SOURCE EXTRACT ▸
────────────────────────────────────────

BGP Unnumbered in 2025: Same Idea, Different Implementations.

23 Apr 2025 •

Disclaimer: This post has been updated on 2025-04-24 (see end of page)

It started with a simple idea: what if everything in our data center was routed - not just the core-routers and -switches, but the access layer and the hosts too? So that’s exactly what we did. No VXLAN, no EVPN, no fancy overlays - just plain Layer 3.

This blog post offers insights into the technologies we used and the challenges we encountered along the way. Although our setup involved Nokia 7220 and Juniper QFX gear, along with the Bird BGP implementation on Linux hosts, this post won’t include ready-to-use configuration snippets. Instead, it focuses on the core technologies and concepts behind our approach.

Our setup is following this network layout:

OMG So Many IP Addresses!!11

So we are building a setup with tons of Layer 3 links - which means tons of IP transfer networks. Have a lot of devices? Then you’ll have a lot of transfer networks to configure. Oh, and we are going dual stack. So… double that.

────────────────────────────────────────

EXERCISE A ▸ Return each line of the records that contains the string "poster".

[Coordinate annotation records]
────────────────────────────────────────

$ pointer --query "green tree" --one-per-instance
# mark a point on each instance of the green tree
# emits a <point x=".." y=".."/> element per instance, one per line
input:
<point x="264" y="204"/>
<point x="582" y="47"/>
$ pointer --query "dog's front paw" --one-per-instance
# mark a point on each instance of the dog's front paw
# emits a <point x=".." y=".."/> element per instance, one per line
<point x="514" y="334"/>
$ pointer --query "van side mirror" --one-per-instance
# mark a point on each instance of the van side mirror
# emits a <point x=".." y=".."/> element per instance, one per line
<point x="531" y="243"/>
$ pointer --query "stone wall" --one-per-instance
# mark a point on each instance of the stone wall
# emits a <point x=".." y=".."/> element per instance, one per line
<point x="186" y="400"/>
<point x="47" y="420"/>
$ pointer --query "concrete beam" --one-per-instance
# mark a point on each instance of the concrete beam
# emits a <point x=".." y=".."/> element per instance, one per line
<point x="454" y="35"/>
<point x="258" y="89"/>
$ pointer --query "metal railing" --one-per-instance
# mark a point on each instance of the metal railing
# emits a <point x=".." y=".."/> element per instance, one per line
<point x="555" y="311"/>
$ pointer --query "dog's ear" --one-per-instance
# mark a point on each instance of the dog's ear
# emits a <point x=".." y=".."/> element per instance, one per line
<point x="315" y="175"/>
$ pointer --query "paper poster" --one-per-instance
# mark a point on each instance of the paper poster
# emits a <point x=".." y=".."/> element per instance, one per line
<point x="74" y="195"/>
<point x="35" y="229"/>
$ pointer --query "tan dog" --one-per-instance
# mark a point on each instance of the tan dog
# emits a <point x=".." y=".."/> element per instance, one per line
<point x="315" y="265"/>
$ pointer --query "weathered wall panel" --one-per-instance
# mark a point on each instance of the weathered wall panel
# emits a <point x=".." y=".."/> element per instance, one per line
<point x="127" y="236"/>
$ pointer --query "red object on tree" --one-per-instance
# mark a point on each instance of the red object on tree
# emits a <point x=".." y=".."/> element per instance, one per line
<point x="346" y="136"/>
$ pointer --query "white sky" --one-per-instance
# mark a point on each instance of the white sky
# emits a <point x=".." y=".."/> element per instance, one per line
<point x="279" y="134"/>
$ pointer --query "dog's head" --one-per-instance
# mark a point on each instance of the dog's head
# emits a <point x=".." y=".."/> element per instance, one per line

────────────────────────────────────────

EXERCISE B ▸ In the BGP unnumbered post, which BGP implementation ran on the Linux hosts?

EXERCISE RESPONSE A ▸
$ pointer --query "paper poster" --one-per-instance
# mark a point on each instance of the paper poster

EXERCISE RESPONSE B ▸ Bird